--- Start ---

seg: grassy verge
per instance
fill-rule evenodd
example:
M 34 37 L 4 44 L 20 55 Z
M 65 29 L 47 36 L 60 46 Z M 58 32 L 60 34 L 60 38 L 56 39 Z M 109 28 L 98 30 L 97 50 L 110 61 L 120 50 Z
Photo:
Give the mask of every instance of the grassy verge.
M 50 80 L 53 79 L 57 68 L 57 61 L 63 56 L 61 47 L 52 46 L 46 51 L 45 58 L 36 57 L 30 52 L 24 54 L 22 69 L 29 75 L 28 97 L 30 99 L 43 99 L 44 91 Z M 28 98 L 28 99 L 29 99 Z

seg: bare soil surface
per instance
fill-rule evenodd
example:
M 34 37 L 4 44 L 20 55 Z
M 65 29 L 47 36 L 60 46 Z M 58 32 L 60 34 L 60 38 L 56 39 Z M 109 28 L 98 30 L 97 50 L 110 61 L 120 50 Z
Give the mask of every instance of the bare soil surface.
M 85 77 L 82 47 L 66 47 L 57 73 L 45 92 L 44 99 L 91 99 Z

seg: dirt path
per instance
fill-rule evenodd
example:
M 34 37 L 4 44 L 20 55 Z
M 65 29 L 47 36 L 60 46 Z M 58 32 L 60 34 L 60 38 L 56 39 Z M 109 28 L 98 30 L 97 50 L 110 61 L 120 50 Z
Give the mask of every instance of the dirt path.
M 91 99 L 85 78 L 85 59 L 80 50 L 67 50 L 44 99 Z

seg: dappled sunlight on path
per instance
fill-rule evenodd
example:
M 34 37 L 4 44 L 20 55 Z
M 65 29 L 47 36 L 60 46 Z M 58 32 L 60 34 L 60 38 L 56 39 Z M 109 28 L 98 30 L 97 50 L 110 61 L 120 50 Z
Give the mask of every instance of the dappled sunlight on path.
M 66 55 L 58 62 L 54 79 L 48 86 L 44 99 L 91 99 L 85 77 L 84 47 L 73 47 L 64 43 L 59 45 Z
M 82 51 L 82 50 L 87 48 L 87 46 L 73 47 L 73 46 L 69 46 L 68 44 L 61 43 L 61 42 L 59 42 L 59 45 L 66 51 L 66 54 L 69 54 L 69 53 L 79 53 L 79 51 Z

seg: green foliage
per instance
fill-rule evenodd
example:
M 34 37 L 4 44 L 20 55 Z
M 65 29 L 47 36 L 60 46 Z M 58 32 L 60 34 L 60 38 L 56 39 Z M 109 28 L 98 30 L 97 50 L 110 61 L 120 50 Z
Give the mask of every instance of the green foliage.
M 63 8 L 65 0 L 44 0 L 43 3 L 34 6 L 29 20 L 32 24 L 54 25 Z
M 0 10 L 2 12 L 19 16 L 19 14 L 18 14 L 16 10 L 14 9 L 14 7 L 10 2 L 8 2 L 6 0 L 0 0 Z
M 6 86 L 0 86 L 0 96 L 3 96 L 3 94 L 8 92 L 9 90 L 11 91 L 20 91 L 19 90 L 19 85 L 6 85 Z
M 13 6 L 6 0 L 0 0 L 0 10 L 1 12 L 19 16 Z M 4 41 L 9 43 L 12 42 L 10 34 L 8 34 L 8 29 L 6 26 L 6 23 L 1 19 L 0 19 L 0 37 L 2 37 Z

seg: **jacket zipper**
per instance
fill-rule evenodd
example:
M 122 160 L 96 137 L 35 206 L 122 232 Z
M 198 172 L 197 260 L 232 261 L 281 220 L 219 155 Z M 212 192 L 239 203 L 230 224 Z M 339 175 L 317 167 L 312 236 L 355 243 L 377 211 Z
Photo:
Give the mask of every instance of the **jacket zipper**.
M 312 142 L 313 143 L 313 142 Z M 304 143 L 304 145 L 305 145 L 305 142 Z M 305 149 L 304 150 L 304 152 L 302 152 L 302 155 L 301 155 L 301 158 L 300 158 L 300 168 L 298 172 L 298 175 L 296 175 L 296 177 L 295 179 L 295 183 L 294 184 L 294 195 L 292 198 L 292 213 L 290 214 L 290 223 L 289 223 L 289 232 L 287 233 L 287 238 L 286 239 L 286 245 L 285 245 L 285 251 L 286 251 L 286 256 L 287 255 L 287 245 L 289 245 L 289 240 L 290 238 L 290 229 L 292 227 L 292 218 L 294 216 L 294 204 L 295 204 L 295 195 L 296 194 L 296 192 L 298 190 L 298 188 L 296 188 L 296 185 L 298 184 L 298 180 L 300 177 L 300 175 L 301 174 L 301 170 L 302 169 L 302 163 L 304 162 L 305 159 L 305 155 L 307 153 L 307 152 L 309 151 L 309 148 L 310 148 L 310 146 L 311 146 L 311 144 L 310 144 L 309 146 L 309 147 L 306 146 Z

--- End ---

◆ **WRITTEN REQUEST**:
Reproduce every line of the entries above character for character, changing and omitting nothing.

◆ **WRITTEN SOLUTION**:
seg: grassy verge
per instance
fill-rule evenodd
example:
M 34 37 L 4 44 L 20 55 Z
M 65 29 L 47 36 L 60 46 Z M 58 32 L 60 34 L 60 38 L 56 39 Z M 109 28 L 98 30 L 97 50 L 110 61 L 120 50 Z
Photo:
Give the mask of every instance of the grassy verge.
M 50 80 L 53 79 L 57 68 L 57 61 L 63 56 L 61 47 L 52 46 L 46 51 L 45 58 L 36 57 L 30 52 L 24 54 L 22 69 L 29 75 L 28 97 L 30 99 L 43 99 L 44 91 Z M 28 98 L 28 99 L 29 99 Z

seg: bare soil surface
per instance
fill-rule evenodd
example:
M 34 37 L 4 44 L 20 55 Z
M 65 29 L 47 36 L 60 46 Z M 58 32 L 60 34 L 60 38 L 56 39 Z M 109 28 L 98 30 L 97 50 L 110 61 L 120 50 Z
Give the mask of every instance of the bare soil surface.
M 85 77 L 82 47 L 66 47 L 57 73 L 45 92 L 44 99 L 91 99 Z

seg: dirt path
per instance
fill-rule evenodd
example:
M 34 37 L 4 44 L 20 55 Z
M 65 29 L 47 36 L 60 46 Z M 58 32 L 60 34 L 60 38 L 56 39 Z M 109 28 L 98 30 L 97 50 L 110 61 L 120 50 Z
Give the mask of every instance of the dirt path.
M 91 99 L 85 78 L 85 59 L 80 50 L 67 50 L 44 99 Z

seg: dappled sunlight on path
per instance
fill-rule evenodd
example:
M 34 37 L 4 44 L 20 55 Z
M 65 29 L 47 36 L 60 46 Z M 58 32 L 60 34 L 60 38 L 56 39 Z M 109 28 L 98 30 L 97 50 L 110 61 L 120 50 Z
Give the mask of every instance of the dappled sunlight on path.
M 66 55 L 58 62 L 54 79 L 48 86 L 44 99 L 91 99 L 85 77 L 84 47 L 73 47 L 64 43 L 59 45 Z
M 82 51 L 82 50 L 87 48 L 87 46 L 73 47 L 73 46 L 69 46 L 68 44 L 61 43 L 61 42 L 59 42 L 59 45 L 66 51 L 66 54 L 69 54 L 69 53 L 79 53 L 79 51 Z

seg: green foliage
per instance
fill-rule evenodd
example:
M 34 37 L 4 44 L 20 55 Z
M 65 29 L 47 36 L 60 46 Z M 58 32 L 60 34 L 60 38 L 56 39 Z M 109 28 L 98 30 L 97 50 L 110 61 L 120 50 Z
Give the mask of every instance of the green foliage.
M 63 8 L 65 0 L 44 0 L 43 3 L 34 6 L 29 20 L 32 24 L 54 25 Z
M 0 10 L 2 12 L 19 16 L 19 14 L 18 14 L 16 10 L 14 9 L 14 7 L 10 2 L 8 2 L 6 0 L 0 0 Z
M 6 86 L 0 86 L 0 96 L 3 96 L 3 94 L 8 92 L 9 90 L 11 91 L 20 91 L 19 90 L 19 85 L 6 85 Z
M 13 6 L 6 0 L 0 0 L 0 10 L 1 12 L 19 16 Z M 4 41 L 9 43 L 12 42 L 10 34 L 8 34 L 8 29 L 6 26 L 6 23 L 1 19 L 0 19 L 0 37 L 2 37 Z

seg: **jacket zipper**
per instance
fill-rule evenodd
example:
M 122 160 L 96 137 L 35 206 L 122 232 Z
M 198 172 L 197 260 L 232 261 L 281 220 L 219 155 Z M 212 192 L 239 203 L 230 224 Z M 339 175 L 317 167 L 312 236 L 355 243 L 377 211 Z
Photo:
Give the mask of every instance of the **jacket zipper**.
M 312 142 L 313 143 L 313 142 Z M 304 143 L 304 145 L 305 145 L 305 142 Z M 305 149 L 304 150 L 304 152 L 302 152 L 302 155 L 301 155 L 301 158 L 300 158 L 300 168 L 298 172 L 298 175 L 296 175 L 296 177 L 295 179 L 295 183 L 294 184 L 294 195 L 292 198 L 292 213 L 290 214 L 290 223 L 289 223 L 289 232 L 287 233 L 287 238 L 286 239 L 286 245 L 285 245 L 285 251 L 286 251 L 286 256 L 287 255 L 287 245 L 289 245 L 289 240 L 290 238 L 290 229 L 292 227 L 292 218 L 294 216 L 294 204 L 295 204 L 295 195 L 296 194 L 296 192 L 298 190 L 298 188 L 296 188 L 296 185 L 298 184 L 298 180 L 300 177 L 300 175 L 301 174 L 301 170 L 302 169 L 302 163 L 304 162 L 305 159 L 305 155 L 307 153 L 307 152 L 309 151 L 309 148 L 310 148 L 310 146 L 311 146 L 311 144 L 310 144 L 309 146 L 309 147 L 306 146 Z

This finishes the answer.